# Short problem:
Print the records below exactly as they appear.

----

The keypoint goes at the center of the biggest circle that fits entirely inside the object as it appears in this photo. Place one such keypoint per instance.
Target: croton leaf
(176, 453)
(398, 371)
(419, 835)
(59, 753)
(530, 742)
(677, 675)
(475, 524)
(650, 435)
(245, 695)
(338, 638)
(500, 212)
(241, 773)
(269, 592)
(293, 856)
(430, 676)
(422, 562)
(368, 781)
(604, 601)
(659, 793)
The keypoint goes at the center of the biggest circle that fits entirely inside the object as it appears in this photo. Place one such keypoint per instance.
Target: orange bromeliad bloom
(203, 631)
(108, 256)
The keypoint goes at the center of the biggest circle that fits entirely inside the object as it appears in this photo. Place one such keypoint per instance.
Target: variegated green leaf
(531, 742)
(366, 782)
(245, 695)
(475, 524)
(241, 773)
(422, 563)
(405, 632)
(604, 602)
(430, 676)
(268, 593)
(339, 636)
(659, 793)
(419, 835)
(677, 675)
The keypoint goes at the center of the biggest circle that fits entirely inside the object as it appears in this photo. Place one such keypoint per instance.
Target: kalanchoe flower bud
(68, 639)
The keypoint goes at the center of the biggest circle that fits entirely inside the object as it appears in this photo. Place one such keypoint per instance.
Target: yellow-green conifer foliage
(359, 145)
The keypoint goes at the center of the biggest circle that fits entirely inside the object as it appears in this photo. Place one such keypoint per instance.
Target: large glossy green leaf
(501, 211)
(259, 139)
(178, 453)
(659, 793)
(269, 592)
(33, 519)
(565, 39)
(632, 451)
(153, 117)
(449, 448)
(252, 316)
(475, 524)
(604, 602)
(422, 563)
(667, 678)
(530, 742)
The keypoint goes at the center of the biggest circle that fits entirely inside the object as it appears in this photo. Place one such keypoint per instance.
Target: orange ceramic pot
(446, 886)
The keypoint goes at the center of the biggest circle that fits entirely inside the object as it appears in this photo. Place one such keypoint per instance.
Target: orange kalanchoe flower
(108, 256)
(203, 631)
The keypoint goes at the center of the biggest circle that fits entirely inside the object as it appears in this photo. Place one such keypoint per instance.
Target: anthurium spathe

----

# Exercise output:
The keypoint goes at the center of the biggest circle that fits entirely inside the object as it appears in this photo. Place one such keypoint per instance.
Target: croton leaf
(176, 453)
(398, 371)
(419, 835)
(59, 753)
(530, 742)
(677, 675)
(475, 524)
(650, 435)
(245, 695)
(338, 638)
(500, 212)
(241, 773)
(269, 592)
(293, 856)
(430, 676)
(422, 562)
(368, 781)
(604, 601)
(659, 793)
The keypoint goes at the center of the biggest circle that fits entirely inside the object as it appears in this photo. Place one such keypoint per instance.
Target: orange bromeliad bloom
(203, 631)
(108, 256)
The keypoint goes at the center of the biggest circle that fits entirely inside the object as it appears in this photo. Place one such keypoint per instance.
Target: variegated green leaf
(531, 742)
(366, 782)
(245, 695)
(475, 524)
(241, 773)
(422, 563)
(405, 632)
(604, 602)
(430, 676)
(268, 593)
(339, 636)
(659, 793)
(419, 835)
(677, 675)
The keypoint goes at the center of the biggest circle that fits entirely inside the object as it appears in this photo. Place one such keypoint per instance.
Target: kalanchoe flower bud
(68, 639)
The keypoint goes at the center of the biggest circle that fits entirely inside the object as it appears in this photo. Place one such keypoint per instance.
Target: yellow-green conifer foliage
(359, 145)
The keypoint goes at the center of the biggest circle that fits entirely inside the object as it appears in this photo. Place one such keypoint per instance.
Target: large glossy green leaf
(501, 211)
(259, 139)
(178, 453)
(659, 793)
(269, 592)
(33, 519)
(565, 39)
(632, 451)
(153, 117)
(449, 448)
(252, 316)
(475, 524)
(604, 602)
(422, 563)
(667, 678)
(530, 742)
The keypoint goes at the center of the biggest circle that fits entirely inside the object as it appears in this photo. Place one such keypoint per instance.
Target: orange ceramic pot
(446, 886)
The keypoint goes at the center of the biggest circle that fits entirely inside the object as it appears in this photo. Place one such keypoint per instance.
Target: orange kalanchoe flower
(108, 256)
(203, 631)
The keypoint goes at the center of the biggest circle that fits entirely inside the object as it appears in this photo. Place one such keypoint per instance.
Target: anthurium spathe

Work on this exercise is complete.